[Fragment rozmowy]

Odkryłeś różne prawdy o sobie. A odkryłeś w sobie też coś z dziecka?
JB: Tak. Wtedy, gdy można było zwiedzać lasy, tj. przed ich zamknięciem i po, dlatego zacząłem zgłębiać w sobie pasję obserwowania natury. Zachowując wszystkie środki ostrożności typu: guzik w windzie uruchomiony kluczykiem, chłopaki w maseczkach, samochód zdezynfekowany, itd., organizowałem wycieczkę na łono natury. Zrobiliśmy piękne trasy po Puszczy Sandomierskiej, Lasach Janowskich, po Parku Bielańsko-Tynieckim, a także po przepięknym miejscu blisko mojego domu, tj. po Białym Prądniku. 10 minut samochodem od mojego domu w centrum miasta i jestem w rezerwacie. Płynie potok, pachną drzewa, dzięcioł stuka, ryba płynie, zając skacze… Zwiedziliśmy wiele pięknych miejsc i byliśmy zwykle sami. Spotkaliśmy kumaka (taką żabę), błotniaka łąkowego, żurawie, łosia… Pojawiło się więc nowe marzenie, by mieć jakiś domek za miastem. Organizowaliśmy sobie też wycieczki tematyczne, np. postanowiliśmy zwiedzić miejsce, w którym coś się kończy.
I gdzie jest takie miejsce?
JB: Pojechaliśmy np. tam, gdzie Wisła wpada do morza. To w rezerwacie Mewia Łacha. Polecam to miejsce. A wracając do twojego pytania o to, czy odkryłem w sobie coś z dziecka, to na pewno muszę wspomnieć o lego. Zostałem w tym temacie prawdziwym masterem. Mój syn ma hopla na punkcie lego, więc na urodziny od każdego dostał jakieś pudełko. Planowaliśmy dawać mu po jednym, raz na jakiś czas. Ale czas się nagle wydłużył i robiliśmy pudełko za pudełkiem.
Co ułożyliście?

[/Fragment rozmowy]
[Dostarczone dane]

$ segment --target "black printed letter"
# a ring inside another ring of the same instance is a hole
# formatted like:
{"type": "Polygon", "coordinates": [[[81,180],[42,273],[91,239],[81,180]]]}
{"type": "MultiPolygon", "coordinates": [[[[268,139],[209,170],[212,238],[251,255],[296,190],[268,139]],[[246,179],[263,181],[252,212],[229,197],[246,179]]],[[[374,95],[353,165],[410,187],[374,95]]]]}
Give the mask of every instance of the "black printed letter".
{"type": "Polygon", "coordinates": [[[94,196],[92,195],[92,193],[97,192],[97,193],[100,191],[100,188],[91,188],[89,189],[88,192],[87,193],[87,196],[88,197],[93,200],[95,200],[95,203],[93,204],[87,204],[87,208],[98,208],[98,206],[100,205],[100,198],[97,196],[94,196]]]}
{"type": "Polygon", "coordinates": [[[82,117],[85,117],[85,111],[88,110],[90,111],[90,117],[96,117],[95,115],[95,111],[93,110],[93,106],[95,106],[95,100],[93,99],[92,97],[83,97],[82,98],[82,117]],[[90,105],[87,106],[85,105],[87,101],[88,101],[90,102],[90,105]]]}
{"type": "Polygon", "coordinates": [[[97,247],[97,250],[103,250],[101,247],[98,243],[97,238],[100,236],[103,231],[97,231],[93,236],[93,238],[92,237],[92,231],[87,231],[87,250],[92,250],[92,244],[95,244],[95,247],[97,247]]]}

[/Dostarczone dane]

→ Treść zadania 1
Jakie miejsce odwiedzono w ramach wycieczki do miejsca, w którym coś się kończy, według fragmentu rozmowy?
→ Treść zadania 2
Proszę wyjaśnić na podstawie fragmentu rozmowy, skąd syn rozmówcy miał wiele pudełek lego i dlaczego układano je jedno po drugim.
→ Treść zadania 3
Proszę przepisać z fragmentu rozmowy tekst od słów "I gdzie jest" aż do słów "Co ułożyliście?" włącznie.

→ Wynik 1
Miejsce, w którym Wisła wpada do morza, w rezerwacie Mewia Łacha.

→ Wynik 2
Syn ma hopla na punkcie lego, dlatego na urodziny od każdego dostał jakieś pudełko. Planowano dawać mu je po jednym, raz na jakiś czas, ale czas nagle się wydłużył, więc układano pudełko za pudełkiem.

→ Wynik 3
I gdzie jest takie miejsce?
JB: Pojechaliśmy np. tam, gdzie Wisła wpada do morza. To w rezerwacie Mewia Łacha. Polecam to miejsce. A wracając do twojego pytania o to, czy odkryłem w sobie coś z dziecka, to na pewno muszę wspomnieć o lego. Zostałem w tym temacie prawdziwym masterem. Mój syn ma hopla na punkcie lego, więc na urodziny od każdego dostał jakieś pudełko. Planowaliśmy dawać mu po jednym, raz na jakiś czas. Ale czas się nagle wydłużył i robiliśmy pudełko za pudełkiem.
Co ułożyliście?